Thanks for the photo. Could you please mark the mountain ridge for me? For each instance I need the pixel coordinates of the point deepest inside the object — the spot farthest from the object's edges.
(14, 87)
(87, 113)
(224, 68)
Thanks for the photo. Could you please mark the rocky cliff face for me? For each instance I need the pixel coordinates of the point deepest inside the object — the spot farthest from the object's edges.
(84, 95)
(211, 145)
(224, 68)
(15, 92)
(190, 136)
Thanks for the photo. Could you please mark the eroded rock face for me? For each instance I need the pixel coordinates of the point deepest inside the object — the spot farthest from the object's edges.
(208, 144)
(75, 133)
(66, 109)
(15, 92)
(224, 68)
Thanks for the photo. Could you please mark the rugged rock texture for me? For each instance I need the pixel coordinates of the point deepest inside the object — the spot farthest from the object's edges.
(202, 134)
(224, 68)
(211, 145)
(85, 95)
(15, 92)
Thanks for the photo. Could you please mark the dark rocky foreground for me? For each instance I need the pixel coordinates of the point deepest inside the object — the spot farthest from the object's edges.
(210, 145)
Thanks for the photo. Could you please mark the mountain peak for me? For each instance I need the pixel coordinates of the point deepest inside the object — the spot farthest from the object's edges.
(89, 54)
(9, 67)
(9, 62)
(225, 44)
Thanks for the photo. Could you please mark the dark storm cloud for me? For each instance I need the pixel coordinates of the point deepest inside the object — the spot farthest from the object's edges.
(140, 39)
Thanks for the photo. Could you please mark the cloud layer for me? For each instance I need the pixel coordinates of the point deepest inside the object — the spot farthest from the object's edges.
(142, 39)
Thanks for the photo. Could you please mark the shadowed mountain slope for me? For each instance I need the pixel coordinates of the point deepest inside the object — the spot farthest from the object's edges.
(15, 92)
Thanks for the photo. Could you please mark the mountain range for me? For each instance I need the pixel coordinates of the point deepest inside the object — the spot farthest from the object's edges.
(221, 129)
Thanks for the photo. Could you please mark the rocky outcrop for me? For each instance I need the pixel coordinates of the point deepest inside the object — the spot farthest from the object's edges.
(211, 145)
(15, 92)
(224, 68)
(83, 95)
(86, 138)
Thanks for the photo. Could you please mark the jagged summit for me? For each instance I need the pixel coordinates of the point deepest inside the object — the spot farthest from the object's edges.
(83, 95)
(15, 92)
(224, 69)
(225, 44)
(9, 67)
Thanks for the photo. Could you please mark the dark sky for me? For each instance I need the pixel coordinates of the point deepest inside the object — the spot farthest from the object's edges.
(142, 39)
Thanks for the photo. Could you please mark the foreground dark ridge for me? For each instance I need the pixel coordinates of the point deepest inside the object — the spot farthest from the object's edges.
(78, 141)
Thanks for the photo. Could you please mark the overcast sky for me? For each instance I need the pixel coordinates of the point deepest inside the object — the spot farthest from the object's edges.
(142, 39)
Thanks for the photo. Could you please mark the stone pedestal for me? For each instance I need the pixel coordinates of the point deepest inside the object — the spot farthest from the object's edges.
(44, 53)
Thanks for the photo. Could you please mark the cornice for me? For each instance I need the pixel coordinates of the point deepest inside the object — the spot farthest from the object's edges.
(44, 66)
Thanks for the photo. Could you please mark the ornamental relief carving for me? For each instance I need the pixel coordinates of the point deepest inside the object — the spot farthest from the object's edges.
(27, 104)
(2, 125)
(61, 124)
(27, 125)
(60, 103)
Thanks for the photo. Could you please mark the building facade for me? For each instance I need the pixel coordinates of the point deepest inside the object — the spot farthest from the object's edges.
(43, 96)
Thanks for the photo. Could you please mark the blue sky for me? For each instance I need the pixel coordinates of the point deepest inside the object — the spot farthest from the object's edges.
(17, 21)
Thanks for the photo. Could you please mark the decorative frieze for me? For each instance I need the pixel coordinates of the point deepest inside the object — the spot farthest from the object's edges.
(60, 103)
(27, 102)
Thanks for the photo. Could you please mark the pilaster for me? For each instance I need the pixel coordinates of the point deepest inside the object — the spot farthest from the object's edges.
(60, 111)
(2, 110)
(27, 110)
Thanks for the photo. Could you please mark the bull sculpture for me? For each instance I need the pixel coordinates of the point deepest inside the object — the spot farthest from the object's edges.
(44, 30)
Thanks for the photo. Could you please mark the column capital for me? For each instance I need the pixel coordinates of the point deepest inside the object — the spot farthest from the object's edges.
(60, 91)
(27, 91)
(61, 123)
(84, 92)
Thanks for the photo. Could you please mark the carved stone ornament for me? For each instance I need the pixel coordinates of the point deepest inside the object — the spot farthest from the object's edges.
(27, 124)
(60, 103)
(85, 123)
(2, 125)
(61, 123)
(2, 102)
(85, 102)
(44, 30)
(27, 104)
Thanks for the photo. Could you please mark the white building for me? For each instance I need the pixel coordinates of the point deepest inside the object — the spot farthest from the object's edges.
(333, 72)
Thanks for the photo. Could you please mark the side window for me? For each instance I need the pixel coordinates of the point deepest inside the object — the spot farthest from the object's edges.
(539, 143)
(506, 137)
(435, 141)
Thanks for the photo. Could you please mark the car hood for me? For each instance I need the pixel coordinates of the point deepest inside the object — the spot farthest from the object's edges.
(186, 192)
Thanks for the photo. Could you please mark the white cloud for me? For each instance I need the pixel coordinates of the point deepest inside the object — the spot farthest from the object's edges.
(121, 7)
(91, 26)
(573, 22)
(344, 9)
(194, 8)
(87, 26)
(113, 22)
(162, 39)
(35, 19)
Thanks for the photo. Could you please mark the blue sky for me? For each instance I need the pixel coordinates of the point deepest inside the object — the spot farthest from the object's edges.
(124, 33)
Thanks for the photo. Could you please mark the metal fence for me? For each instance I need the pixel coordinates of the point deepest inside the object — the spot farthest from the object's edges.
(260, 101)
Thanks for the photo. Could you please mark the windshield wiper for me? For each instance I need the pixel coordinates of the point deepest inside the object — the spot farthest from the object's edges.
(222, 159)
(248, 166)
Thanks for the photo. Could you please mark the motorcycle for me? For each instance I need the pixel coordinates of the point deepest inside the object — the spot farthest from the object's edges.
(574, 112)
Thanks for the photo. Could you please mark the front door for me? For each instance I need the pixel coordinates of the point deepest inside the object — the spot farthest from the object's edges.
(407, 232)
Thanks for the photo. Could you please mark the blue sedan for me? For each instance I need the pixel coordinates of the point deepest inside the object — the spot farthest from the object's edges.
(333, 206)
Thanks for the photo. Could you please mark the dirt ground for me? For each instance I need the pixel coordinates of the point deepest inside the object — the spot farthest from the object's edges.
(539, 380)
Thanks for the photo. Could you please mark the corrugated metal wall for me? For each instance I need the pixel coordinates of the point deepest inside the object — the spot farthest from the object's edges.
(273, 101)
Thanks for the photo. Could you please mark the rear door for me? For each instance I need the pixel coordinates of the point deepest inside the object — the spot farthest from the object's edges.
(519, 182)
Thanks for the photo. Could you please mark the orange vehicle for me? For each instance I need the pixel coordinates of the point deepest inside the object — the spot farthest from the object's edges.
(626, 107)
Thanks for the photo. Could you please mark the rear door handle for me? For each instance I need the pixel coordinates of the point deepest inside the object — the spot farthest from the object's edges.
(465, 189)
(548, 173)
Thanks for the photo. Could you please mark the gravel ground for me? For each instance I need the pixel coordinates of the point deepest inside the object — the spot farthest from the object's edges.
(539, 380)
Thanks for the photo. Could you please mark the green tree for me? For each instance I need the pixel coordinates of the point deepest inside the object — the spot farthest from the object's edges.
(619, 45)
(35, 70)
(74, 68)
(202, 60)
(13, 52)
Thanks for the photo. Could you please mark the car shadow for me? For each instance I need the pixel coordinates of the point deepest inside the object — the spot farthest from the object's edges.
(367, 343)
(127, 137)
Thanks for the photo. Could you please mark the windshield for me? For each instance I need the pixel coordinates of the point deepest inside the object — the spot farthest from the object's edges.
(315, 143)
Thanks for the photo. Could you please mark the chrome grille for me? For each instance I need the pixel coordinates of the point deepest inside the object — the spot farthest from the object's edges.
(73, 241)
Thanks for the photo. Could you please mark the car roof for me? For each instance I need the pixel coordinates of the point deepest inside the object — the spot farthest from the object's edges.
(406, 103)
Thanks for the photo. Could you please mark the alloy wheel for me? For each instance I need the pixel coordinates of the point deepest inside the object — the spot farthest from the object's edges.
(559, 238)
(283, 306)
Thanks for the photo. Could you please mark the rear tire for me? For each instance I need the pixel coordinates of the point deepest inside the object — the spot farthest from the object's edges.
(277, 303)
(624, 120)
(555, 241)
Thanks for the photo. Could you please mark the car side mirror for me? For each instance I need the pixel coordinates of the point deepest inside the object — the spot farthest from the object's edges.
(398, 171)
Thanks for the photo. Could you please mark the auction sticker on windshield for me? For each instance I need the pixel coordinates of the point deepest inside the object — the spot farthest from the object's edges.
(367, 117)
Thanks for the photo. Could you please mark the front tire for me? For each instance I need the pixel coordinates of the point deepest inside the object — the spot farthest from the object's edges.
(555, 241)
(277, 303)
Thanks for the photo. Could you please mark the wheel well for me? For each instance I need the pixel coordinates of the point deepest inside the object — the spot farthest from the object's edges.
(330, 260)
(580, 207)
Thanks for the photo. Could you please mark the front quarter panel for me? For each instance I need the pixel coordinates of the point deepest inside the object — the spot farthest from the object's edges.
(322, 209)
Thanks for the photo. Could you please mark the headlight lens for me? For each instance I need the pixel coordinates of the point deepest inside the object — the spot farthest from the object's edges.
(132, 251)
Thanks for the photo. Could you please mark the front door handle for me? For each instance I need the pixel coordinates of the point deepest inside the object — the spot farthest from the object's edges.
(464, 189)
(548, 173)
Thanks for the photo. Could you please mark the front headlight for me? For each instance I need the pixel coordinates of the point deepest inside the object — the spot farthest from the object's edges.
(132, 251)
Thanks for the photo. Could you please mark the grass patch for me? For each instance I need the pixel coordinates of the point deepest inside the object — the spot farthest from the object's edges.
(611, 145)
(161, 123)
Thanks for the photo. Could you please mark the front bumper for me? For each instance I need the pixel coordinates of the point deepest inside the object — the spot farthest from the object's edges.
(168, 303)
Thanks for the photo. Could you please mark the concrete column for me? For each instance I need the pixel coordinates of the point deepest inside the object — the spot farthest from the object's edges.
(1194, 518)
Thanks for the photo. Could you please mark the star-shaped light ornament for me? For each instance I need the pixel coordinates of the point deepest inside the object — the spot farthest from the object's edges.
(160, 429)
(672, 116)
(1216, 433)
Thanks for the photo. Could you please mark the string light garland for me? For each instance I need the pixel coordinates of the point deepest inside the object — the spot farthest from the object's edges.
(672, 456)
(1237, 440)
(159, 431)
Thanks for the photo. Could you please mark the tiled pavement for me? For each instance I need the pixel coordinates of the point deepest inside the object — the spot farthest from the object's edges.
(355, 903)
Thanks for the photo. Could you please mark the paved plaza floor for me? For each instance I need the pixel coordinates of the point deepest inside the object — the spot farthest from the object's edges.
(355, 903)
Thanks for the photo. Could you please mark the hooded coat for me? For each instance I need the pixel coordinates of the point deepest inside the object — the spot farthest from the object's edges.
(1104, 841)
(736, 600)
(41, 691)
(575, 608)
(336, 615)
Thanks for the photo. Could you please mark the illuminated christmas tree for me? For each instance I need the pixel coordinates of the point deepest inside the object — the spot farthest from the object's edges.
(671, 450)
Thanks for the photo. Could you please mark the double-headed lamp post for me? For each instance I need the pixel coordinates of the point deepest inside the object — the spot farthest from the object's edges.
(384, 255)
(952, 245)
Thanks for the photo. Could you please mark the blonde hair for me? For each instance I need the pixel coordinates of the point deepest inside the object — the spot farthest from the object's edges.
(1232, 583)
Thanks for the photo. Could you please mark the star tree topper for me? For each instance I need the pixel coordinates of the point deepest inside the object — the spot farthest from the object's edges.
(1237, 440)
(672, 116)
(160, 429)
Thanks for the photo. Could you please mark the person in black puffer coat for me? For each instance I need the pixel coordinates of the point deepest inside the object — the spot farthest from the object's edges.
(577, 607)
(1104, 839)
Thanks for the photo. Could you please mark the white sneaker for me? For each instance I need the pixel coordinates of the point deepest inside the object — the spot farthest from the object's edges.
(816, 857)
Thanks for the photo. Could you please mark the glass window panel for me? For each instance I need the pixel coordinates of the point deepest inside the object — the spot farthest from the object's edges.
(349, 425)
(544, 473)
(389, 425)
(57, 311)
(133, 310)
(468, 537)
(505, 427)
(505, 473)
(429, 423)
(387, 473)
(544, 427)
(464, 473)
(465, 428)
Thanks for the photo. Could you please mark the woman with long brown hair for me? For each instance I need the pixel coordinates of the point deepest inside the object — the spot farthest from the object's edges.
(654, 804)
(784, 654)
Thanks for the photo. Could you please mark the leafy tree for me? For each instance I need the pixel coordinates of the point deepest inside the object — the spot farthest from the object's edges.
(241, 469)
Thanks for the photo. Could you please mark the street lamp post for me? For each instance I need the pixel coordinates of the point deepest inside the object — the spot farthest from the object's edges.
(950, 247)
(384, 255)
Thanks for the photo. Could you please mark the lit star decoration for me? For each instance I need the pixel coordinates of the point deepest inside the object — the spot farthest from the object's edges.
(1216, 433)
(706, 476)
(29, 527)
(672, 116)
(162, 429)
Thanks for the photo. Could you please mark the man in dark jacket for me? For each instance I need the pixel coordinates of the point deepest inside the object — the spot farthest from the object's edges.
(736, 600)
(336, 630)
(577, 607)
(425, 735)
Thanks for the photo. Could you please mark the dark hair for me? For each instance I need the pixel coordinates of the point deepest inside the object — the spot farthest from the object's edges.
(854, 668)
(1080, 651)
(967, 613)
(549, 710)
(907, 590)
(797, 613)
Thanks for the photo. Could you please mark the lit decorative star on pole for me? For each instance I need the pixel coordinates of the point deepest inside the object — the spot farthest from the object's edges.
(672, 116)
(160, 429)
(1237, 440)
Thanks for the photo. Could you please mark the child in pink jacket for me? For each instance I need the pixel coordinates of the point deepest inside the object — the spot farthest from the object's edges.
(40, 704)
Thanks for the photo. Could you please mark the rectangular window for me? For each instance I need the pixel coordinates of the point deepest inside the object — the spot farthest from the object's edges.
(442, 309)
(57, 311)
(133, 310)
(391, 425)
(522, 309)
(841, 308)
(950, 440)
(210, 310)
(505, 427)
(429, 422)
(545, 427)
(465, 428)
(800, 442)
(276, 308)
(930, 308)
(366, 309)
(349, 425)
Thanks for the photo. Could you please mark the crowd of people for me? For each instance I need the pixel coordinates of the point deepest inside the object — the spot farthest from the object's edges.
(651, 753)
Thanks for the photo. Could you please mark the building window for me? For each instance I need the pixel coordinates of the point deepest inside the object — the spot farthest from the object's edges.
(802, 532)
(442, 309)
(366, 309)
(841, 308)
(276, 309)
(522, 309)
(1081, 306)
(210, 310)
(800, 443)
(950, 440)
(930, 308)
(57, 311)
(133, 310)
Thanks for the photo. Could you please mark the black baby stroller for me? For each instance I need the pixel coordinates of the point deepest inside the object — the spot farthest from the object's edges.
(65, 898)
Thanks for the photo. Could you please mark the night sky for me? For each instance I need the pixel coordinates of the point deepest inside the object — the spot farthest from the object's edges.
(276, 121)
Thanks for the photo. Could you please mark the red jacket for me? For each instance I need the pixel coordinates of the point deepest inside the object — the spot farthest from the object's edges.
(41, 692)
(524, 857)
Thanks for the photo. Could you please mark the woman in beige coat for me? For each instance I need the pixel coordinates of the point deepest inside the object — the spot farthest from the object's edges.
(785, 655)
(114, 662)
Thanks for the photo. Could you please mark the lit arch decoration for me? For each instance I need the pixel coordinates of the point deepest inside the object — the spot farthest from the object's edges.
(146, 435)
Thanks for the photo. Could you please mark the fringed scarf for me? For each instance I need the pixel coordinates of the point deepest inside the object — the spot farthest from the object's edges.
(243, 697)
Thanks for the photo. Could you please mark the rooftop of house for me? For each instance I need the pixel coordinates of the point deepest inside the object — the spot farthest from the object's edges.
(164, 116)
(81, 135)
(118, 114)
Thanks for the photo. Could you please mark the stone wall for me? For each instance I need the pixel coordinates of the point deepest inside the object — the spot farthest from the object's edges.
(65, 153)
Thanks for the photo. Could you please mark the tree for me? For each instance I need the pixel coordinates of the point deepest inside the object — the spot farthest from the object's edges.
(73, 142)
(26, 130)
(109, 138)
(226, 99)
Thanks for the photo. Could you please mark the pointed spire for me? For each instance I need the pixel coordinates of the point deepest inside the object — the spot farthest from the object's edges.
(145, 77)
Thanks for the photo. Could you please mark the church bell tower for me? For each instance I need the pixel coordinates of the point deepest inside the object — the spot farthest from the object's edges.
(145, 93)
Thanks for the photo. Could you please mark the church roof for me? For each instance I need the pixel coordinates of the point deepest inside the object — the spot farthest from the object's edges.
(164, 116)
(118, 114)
--------------------
From the line containing "Thanks for the photo. Could you please mark the church bell" to the last line of the material, please quote every line exactly and only those.

Thanks for the photo. Could you please mark the church bell tower for me? For each instance I need the pixel coordinates of the point deepest inside the object — the spot farthest from the object's edges.
(145, 93)
Thanks for the photo. Could you please mark the church roof for me? For each instance I need the pixel coordinates of the point deepest inside the object — the spot farthest from the object's edges.
(164, 116)
(118, 114)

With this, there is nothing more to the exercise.